[Stored dataset items]
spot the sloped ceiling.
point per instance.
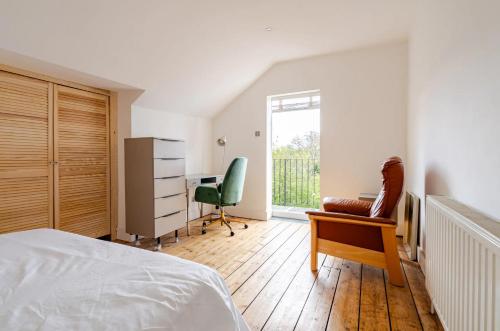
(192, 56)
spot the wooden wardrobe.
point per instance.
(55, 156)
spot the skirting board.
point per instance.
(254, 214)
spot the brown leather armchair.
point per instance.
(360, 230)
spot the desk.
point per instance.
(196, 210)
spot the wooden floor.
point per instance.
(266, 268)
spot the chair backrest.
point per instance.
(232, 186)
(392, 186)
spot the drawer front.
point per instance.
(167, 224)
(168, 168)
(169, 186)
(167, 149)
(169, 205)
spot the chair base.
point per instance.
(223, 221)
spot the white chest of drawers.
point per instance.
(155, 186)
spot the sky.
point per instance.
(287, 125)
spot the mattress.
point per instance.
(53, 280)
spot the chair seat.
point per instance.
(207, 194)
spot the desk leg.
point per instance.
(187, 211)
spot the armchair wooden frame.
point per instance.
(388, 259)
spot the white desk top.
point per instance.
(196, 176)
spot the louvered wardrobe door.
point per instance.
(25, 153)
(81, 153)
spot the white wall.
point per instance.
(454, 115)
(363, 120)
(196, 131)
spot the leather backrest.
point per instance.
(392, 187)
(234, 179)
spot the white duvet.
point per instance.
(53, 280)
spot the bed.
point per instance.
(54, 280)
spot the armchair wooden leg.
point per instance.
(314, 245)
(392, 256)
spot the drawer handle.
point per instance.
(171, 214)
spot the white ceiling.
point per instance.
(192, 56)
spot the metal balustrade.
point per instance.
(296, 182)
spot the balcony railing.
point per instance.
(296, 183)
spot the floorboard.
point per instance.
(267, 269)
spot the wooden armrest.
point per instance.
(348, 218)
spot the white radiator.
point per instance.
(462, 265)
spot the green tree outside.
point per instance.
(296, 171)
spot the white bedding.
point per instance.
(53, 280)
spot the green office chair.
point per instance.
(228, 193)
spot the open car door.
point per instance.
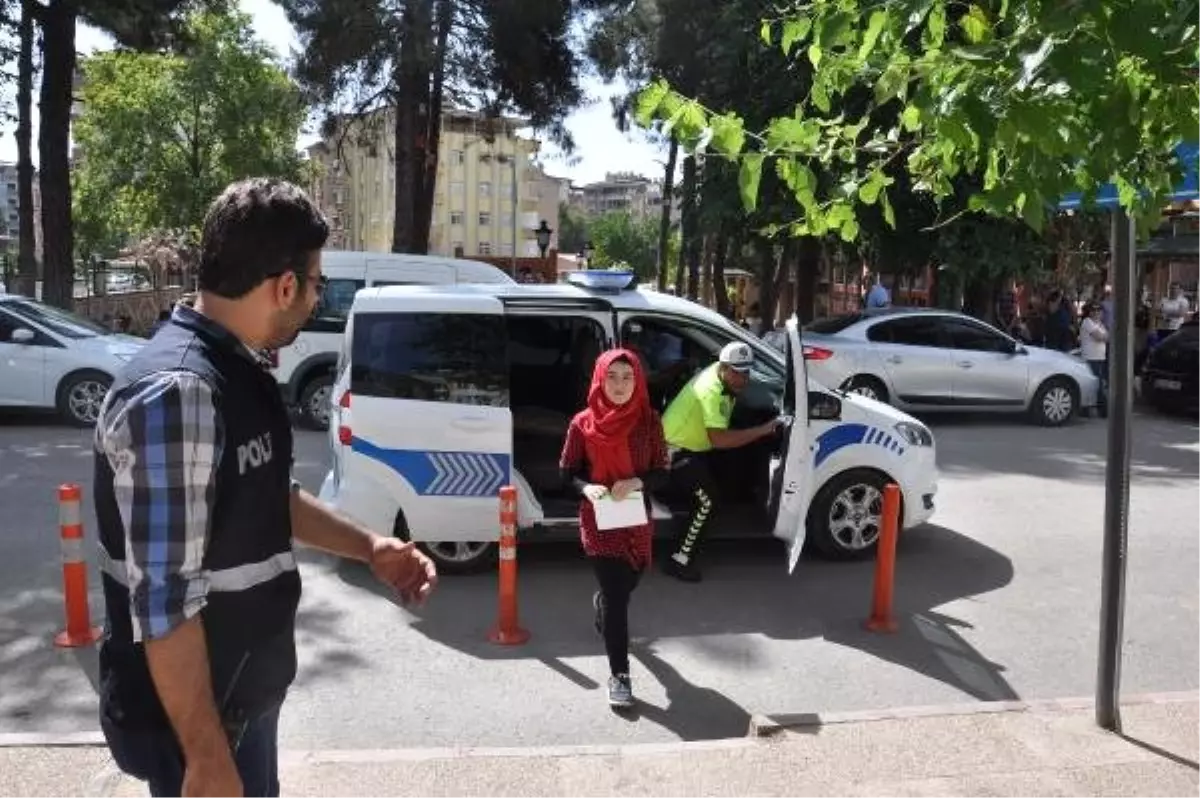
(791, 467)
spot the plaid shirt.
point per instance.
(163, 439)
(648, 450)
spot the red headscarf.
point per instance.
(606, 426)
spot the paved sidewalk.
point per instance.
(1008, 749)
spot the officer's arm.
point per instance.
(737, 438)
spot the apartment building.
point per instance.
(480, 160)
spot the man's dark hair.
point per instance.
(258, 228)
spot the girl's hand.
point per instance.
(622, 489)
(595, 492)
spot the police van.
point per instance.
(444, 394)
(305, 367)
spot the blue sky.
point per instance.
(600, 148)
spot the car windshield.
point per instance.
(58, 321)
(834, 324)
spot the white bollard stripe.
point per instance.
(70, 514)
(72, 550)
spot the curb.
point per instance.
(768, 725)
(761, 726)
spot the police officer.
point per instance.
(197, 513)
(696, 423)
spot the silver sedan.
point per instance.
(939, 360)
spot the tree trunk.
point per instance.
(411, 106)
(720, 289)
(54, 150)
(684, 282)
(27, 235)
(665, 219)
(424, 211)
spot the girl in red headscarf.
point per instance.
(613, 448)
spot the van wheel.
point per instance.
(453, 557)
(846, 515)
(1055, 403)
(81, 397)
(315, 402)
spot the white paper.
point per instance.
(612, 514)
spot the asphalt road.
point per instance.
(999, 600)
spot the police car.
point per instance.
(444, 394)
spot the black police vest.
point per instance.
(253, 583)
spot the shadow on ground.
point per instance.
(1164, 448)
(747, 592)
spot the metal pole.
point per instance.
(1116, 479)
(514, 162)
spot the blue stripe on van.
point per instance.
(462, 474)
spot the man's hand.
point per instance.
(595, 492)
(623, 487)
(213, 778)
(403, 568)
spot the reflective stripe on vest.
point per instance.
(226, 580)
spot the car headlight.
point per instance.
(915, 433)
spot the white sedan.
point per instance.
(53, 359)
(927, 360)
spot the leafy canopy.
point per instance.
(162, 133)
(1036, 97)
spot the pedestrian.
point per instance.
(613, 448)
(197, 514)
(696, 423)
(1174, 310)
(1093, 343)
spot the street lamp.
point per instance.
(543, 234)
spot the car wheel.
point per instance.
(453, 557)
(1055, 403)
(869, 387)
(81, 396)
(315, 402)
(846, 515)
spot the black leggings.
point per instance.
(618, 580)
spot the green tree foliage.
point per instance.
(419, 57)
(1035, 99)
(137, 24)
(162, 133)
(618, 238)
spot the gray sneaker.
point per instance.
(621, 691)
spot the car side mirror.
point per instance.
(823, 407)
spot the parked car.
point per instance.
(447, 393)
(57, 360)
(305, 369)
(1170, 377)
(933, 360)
==
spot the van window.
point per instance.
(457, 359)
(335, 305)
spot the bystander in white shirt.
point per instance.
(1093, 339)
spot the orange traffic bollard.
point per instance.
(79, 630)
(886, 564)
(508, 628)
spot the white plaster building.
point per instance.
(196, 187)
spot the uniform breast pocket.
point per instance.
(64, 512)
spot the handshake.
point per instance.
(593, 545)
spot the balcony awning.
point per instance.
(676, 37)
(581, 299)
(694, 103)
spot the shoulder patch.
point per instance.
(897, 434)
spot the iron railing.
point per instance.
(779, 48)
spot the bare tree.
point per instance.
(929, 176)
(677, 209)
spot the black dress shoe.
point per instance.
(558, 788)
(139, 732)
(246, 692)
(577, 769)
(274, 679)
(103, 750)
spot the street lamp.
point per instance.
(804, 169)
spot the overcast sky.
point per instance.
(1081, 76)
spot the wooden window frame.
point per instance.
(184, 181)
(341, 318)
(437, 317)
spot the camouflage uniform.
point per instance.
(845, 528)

» DIRECTIONS FOR THIS TASK: Lines with "shirt": find them in the data and copy each one.

» REPLY:
spot the plaid shirt.
spot the bystander in white shirt.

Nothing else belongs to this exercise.